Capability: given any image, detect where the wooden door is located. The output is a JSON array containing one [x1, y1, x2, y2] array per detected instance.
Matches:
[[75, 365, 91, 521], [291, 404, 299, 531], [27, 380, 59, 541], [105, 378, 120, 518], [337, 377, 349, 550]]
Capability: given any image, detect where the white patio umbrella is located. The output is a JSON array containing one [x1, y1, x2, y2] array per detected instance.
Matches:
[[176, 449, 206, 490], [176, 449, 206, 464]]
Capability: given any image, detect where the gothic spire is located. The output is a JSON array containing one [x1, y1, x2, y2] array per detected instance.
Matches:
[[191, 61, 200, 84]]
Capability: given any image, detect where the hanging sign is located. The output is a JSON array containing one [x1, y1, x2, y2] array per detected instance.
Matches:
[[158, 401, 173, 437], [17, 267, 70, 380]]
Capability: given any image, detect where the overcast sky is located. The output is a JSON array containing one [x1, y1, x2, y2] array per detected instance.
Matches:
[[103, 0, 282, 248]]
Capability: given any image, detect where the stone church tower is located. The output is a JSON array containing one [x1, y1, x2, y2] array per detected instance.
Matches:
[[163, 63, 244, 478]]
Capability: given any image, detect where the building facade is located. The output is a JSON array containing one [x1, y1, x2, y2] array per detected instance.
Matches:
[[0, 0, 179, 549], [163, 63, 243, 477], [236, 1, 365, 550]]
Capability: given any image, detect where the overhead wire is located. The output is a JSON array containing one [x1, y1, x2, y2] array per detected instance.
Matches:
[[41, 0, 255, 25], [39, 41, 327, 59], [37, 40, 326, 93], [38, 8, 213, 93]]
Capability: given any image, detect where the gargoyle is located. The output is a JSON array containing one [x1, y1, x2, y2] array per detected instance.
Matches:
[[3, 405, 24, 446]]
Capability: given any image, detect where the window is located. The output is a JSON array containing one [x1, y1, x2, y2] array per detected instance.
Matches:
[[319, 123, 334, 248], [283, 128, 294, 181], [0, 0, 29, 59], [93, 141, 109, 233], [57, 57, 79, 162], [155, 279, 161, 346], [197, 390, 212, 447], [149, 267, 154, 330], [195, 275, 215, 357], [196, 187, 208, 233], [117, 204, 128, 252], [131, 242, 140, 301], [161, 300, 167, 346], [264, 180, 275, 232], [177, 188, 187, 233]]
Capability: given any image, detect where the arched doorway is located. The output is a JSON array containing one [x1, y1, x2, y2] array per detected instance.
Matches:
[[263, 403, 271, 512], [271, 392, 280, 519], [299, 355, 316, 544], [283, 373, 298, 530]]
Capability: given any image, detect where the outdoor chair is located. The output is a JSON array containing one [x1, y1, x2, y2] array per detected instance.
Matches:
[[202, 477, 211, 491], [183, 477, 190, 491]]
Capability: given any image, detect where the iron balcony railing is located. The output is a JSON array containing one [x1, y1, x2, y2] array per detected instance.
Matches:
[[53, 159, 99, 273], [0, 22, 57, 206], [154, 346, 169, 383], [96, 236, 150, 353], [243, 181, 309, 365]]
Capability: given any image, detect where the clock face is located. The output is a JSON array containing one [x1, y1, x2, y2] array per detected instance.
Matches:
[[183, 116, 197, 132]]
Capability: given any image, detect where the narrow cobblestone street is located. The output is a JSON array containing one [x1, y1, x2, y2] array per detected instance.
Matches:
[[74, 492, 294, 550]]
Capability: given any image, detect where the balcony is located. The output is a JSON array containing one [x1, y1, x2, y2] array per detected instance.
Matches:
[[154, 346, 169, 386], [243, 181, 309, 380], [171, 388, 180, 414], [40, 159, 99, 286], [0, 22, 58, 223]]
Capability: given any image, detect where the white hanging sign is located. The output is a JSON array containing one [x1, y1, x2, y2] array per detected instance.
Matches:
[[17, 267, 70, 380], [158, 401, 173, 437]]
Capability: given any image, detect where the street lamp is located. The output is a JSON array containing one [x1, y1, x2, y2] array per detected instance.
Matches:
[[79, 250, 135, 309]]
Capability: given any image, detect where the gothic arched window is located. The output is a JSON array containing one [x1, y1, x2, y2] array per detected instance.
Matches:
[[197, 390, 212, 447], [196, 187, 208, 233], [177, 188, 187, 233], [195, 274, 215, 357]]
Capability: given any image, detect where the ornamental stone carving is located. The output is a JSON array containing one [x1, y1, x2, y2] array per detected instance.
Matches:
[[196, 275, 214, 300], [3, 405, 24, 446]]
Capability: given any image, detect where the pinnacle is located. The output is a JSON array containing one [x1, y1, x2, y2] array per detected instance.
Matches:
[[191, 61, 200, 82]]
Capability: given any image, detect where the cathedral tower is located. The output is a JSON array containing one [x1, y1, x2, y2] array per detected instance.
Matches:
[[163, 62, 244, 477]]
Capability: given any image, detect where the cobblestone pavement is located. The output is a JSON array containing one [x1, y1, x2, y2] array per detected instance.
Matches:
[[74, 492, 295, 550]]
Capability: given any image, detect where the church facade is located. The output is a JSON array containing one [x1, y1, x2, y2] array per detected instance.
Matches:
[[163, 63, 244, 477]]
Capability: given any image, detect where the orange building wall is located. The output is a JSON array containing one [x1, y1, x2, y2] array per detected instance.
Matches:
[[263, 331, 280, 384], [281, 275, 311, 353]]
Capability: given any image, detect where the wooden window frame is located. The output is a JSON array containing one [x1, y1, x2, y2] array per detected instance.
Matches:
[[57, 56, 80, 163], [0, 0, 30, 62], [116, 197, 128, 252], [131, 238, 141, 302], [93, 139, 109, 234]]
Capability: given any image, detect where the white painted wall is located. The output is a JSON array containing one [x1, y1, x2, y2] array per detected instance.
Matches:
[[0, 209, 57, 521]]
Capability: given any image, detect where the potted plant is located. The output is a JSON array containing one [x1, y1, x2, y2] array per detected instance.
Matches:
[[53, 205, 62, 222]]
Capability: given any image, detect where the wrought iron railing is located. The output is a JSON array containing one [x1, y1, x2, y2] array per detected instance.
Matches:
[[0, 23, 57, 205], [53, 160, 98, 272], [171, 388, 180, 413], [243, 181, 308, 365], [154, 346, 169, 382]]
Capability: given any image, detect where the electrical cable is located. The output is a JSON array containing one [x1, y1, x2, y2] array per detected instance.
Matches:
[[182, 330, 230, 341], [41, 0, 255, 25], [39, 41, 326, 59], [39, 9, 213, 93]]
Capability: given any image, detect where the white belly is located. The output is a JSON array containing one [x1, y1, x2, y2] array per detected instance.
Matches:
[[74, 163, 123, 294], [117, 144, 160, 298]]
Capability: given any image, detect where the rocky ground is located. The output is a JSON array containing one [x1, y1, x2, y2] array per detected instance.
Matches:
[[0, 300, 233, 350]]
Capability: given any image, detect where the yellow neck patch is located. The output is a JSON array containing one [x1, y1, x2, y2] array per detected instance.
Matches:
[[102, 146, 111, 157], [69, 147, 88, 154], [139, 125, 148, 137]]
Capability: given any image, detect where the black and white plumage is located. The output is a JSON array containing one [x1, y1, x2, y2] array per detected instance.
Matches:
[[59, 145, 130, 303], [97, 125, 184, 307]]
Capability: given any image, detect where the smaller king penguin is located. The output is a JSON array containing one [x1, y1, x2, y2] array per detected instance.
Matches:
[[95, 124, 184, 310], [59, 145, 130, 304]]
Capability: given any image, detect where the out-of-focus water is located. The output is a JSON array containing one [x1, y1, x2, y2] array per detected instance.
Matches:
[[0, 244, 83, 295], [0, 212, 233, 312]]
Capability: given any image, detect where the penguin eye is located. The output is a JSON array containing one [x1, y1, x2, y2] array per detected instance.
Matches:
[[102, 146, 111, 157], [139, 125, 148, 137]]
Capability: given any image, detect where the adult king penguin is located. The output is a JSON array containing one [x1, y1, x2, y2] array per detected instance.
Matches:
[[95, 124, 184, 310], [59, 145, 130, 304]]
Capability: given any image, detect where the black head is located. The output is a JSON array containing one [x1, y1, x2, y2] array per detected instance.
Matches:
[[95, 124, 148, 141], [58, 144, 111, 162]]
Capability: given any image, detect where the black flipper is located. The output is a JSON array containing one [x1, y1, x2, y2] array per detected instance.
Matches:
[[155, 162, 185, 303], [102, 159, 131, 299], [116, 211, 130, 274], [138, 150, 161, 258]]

DIRECTIVE: Return, word for word, the lines of the listing from the one containing "Capability: given any image, detect where the clock" through the one containing "[[17, 267, 70, 380], [158, 401, 173, 437]]", including both of those lines.

PROBLEM SOLUTION:
Capability: given any image, detect where the clock face is located. The output is a JSON array containing one [x1, y1, x2, y2] array per detected instance.
Matches:
[[183, 116, 197, 132]]
Capability: given any image, detect where the narrow cobblestone street is located. The output is a JSON array containing one [x1, y1, x2, y2] array per detected instance.
Matches:
[[74, 492, 294, 550]]
Capability: given any image, detect where the balcony is located. The output is a JSON array containing one [x1, y1, x2, y2] array per detected instance.
Matches:
[[154, 346, 169, 386], [243, 181, 309, 380], [171, 388, 180, 414], [40, 159, 99, 286], [0, 22, 58, 223]]
Capability: given any image, detect where the white hanging sign is located. The output is a JSON array containing one [x1, y1, x2, y2] array per detected instance.
Matches:
[[17, 267, 70, 380], [158, 401, 173, 437]]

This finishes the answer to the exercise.